- _Stated task_:
Could you print every record below exactly as it appears?

──────── Supplied information

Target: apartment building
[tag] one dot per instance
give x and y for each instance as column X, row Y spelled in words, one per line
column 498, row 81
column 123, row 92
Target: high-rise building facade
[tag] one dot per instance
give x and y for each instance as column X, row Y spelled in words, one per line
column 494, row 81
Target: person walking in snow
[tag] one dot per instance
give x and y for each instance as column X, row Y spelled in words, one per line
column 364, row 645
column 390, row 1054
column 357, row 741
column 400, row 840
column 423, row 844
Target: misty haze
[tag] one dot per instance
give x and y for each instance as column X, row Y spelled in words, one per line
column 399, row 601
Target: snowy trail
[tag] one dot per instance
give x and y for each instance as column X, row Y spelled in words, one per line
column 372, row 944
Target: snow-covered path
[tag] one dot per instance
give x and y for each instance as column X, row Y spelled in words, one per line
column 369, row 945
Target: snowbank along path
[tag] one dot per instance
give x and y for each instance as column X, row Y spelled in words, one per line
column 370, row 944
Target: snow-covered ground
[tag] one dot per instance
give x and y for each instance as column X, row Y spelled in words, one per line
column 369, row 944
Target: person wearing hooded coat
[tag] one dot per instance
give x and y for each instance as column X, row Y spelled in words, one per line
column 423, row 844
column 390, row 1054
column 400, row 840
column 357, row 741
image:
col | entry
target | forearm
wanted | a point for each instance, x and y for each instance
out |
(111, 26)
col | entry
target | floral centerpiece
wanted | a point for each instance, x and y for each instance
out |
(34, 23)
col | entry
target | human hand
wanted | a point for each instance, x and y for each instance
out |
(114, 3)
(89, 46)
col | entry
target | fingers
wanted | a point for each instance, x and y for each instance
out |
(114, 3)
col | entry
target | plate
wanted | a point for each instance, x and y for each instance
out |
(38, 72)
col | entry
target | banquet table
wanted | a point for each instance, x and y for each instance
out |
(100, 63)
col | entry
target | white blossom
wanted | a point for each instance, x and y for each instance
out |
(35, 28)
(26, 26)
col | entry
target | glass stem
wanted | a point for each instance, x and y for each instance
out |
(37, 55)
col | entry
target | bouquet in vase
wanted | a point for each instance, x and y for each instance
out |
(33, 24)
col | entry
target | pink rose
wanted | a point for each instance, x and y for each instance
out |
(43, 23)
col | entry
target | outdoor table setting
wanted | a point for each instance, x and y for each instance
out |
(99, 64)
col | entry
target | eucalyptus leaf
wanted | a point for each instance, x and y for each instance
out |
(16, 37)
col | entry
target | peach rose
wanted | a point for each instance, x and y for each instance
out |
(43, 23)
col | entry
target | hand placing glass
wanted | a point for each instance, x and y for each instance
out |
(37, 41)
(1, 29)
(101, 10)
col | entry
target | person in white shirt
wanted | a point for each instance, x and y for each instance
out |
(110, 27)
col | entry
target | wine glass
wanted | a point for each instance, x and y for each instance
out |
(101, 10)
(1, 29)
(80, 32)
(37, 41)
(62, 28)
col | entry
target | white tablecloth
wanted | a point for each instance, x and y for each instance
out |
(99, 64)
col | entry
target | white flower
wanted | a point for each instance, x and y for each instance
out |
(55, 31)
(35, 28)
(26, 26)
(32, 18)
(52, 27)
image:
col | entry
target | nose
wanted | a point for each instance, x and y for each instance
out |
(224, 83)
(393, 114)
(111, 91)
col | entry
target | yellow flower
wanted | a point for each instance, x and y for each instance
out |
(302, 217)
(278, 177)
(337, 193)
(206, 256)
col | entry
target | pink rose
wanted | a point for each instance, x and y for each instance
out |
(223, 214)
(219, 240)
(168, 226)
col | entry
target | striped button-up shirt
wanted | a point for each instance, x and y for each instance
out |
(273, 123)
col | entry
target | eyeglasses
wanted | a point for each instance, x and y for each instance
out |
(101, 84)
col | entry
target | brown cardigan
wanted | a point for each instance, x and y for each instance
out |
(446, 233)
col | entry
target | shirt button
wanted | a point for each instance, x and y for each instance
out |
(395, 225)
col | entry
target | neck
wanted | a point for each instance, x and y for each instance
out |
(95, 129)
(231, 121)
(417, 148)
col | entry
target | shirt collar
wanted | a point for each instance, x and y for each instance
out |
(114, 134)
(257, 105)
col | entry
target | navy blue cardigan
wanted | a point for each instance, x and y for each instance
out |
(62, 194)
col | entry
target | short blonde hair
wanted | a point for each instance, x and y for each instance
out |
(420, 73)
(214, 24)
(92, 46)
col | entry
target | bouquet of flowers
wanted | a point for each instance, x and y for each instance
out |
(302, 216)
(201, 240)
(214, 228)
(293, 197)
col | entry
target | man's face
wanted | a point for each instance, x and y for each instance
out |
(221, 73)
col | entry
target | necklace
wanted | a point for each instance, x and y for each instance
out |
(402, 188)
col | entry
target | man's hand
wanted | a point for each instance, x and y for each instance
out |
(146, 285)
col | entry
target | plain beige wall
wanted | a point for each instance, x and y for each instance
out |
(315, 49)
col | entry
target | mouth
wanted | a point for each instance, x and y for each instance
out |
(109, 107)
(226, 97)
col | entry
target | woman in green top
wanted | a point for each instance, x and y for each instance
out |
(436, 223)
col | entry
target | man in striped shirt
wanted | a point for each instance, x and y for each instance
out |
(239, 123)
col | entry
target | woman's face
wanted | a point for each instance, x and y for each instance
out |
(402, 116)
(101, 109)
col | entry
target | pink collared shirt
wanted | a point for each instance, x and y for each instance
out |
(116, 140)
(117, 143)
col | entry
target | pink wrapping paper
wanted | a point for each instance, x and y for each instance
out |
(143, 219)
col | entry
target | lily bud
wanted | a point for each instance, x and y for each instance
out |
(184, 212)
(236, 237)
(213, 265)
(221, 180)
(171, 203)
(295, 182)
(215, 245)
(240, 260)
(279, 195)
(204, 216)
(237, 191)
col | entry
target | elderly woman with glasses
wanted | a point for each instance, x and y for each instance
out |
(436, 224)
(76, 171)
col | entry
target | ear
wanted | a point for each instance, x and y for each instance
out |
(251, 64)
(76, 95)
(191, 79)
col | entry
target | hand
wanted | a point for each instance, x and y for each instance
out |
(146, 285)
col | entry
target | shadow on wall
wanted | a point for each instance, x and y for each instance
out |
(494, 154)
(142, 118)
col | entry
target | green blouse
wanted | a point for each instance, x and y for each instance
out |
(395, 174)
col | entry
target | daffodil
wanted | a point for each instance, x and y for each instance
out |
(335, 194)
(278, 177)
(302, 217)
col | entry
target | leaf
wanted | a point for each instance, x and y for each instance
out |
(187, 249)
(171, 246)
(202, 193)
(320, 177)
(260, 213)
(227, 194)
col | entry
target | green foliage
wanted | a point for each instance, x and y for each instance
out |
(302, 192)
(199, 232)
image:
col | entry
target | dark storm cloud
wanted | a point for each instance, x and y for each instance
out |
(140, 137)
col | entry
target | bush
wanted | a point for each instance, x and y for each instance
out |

────────────────

- _Written answer_:
Target: apartment building
[tag] one dot per instance
give x and y for each instance as column X, row Y spelled in words, one per line
column 498, row 81
column 123, row 92
Target: high-rise building facade
[tag] one dot per instance
give x and y for each instance as column X, row Y spelled in words, one per line
column 494, row 81
Target: person walking in snow
[tag] one dot per instance
give x and y for each instance as column X, row Y spelled in words, one per line
column 364, row 645
column 390, row 1054
column 357, row 741
column 400, row 840
column 423, row 844
Target: misty haze
[tag] one dot per instance
give x and y for each instance as column X, row Y spelled in words, one per line
column 399, row 601
Target: snowy trail
[tag] one dot per instance
give x and y for each instance as column X, row Y spelled in words, one per line
column 372, row 944
Target: snow-covered path
[tag] one dot per instance
give x and y for each instance as column X, row Y spelled in words, one per line
column 369, row 945
Target: snowbank along path
[tag] one dot per instance
give x and y for each instance as column X, row Y spelled in words, one per line
column 370, row 944
Target: snow-covered ground
[tag] one dot per instance
give x and y for each instance as column X, row Y spelled in words, one per line
column 369, row 944
Target: person wearing hooded coat
[tag] one dot per instance
give x and y for each instance as column X, row Y spelled in words, one per line
column 423, row 844
column 390, row 1054
column 400, row 840
column 357, row 741
image:
col | entry
target | forearm
wanted | a point for each instance, x and y for each instance
out |
(111, 26)
col | entry
target | floral centerpiece
wanted | a point for each instance, x and y for each instance
out |
(34, 23)
col | entry
target | human hand
wanted | a point for each instance, x and y for each instance
out |
(114, 3)
(89, 46)
col | entry
target | fingers
wanted | a point for each instance, x and y for each instance
out |
(114, 3)
col | entry
target | plate
wanted | a point for each instance, x and y for each instance
out |
(38, 72)
col | entry
target | banquet table
wanted | a point for each instance, x and y for each instance
out |
(100, 63)
col | entry
target | white blossom
wanted | a point for each instance, x and y for each instance
out |
(35, 28)
(26, 26)
col | entry
target | glass stem
wanted | a point for each instance, x and y for each instance
out |
(37, 55)
col | entry
target | bouquet in vase
wanted | a point for each instance, x and y for each instance
out |
(33, 24)
col | entry
target | pink rose
wanted | a point for each instance, x and y for each instance
out |
(43, 23)
col | entry
target | outdoor table setting
wanted | a point for each instance, x and y for each instance
out |
(99, 64)
col | entry
target | eucalyptus leaf
wanted | a point for each instance, x and y for each instance
out |
(16, 37)
col | entry
target | peach rose
wanted | a point for each instance, x and y for each instance
out |
(43, 23)
col | entry
target | hand placing glass
wanted | a point for each instance, x and y for each instance
out |
(37, 41)
(1, 29)
(101, 10)
col | entry
target | person in white shirt
wanted | a point for each instance, x and y for each instance
out |
(110, 27)
col | entry
target | wine glass
wanted | a point for each instance, x and y for each instance
out |
(101, 10)
(1, 29)
(80, 32)
(37, 41)
(62, 28)
col | entry
target | white tablecloth
wanted | a point for each instance, x and y for each instance
out |
(99, 64)
col | entry
target | white flower
wanted | a point for each instance, x and y for each instance
out |
(55, 31)
(35, 28)
(26, 26)
(32, 18)
(52, 27)
image:
col | entry
target | nose
wanted | a point for each instance, x and y for each instance
out |
(224, 83)
(393, 114)
(111, 91)
col | entry
target | yellow flower
wanted | a point for each instance, x and y for each instance
out |
(302, 217)
(278, 177)
(337, 193)
(206, 256)
col | entry
target | pink rose
wanted | a point for each instance, x and y for each instance
out |
(223, 214)
(219, 240)
(168, 226)
col | entry
target | striped button-up shirt
wanted | a point for each instance, x and y for each instance
out |
(273, 123)
col | entry
target | eyeglasses
wanted | a point for each instance, x and y for each instance
out |
(101, 84)
col | entry
target | brown cardigan
wanted | a point for each instance, x and y for each instance
out |
(446, 233)
col | entry
target | shirt button
wanted | a point for each instance, x and y for each instance
out |
(395, 225)
col | entry
target | neck
wanted | a point for each instance, x and y for each instance
out |
(95, 129)
(231, 121)
(417, 148)
col | entry
target | shirt collar
wanted | a point for each instance, x and y for each instance
out |
(114, 134)
(257, 105)
col | entry
target | navy blue cardigan
wanted | a point for each instance, x and y for each instance
out |
(62, 194)
col | entry
target | short blonde hair
wanted | a point for each instance, x and y for each instance
out |
(420, 73)
(214, 24)
(92, 46)
col | entry
target | bouquet of flowers
wanted | a point for each instance, x and y for each instance
out |
(302, 216)
(201, 240)
(214, 228)
(293, 197)
col | entry
target | man's face
wanted | a point for each instance, x and y for each instance
out |
(221, 73)
col | entry
target | necklace
wanted | a point for each instance, x and y for each instance
out |
(402, 188)
col | entry
target | man's hand
wanted | a point for each instance, x and y for each instance
out |
(146, 285)
col | entry
target | plain beige wall
wanted | a point for each instance, x and y for each instance
out |
(315, 49)
col | entry
target | mouth
wanted | a point for each instance, x and y for each instance
out |
(109, 107)
(226, 97)
col | entry
target | woman in green top
wanted | a point for each instance, x and y for each instance
out |
(436, 223)
col | entry
target | man in striped shirt
wanted | a point for each instance, x and y for each instance
out |
(239, 123)
col | entry
target | woman's face
wanted | a point for each instance, x and y for each instance
out |
(402, 116)
(101, 109)
col | entry
target | pink collared shirt
wanted | a point for each instance, x and y for each instance
out |
(116, 140)
(117, 143)
col | entry
target | pink wrapping paper
wanted | a point for each instance, x and y for each instance
out |
(143, 219)
col | entry
target | lily bud
wanted | a point for each instance, x and y for each instance
out |
(184, 212)
(236, 237)
(213, 265)
(221, 180)
(171, 203)
(295, 182)
(215, 245)
(240, 260)
(279, 195)
(204, 216)
(237, 191)
col | entry
target | elderly woman with glasses
wanted | a point for each instance, x and y for each instance
out |
(436, 224)
(76, 171)
col | entry
target | ear
wanted | a point for each instance, x and y for each instance
out |
(251, 64)
(76, 95)
(191, 79)
col | entry
target | hand
wanted | a point for each instance, x and y for each instance
out |
(146, 285)
col | entry
target | shadow on wall
wanted | a point for each instance, x and y for each instance
out |
(494, 154)
(142, 118)
col | entry
target | green blouse
wanted | a point for each instance, x and y for each instance
out |
(395, 174)
col | entry
target | daffodil
wanted | a point for each instance, x and y for each instance
out |
(335, 194)
(278, 177)
(302, 217)
col | entry
target | leaf
wanted | a point for each instance, x and y for each instance
out |
(187, 249)
(171, 246)
(202, 193)
(320, 177)
(260, 213)
(227, 194)
col | entry
target | green foliage
wanted | a point for each instance, x and y for each instance
out |
(302, 192)
(199, 232)
image:
col | entry
target | dark storm cloud
wanted | a point for each instance, x and y for each instance
out |
(140, 137)
col | entry
target | bush
wanted | a point for each instance, x and y for each instance
out |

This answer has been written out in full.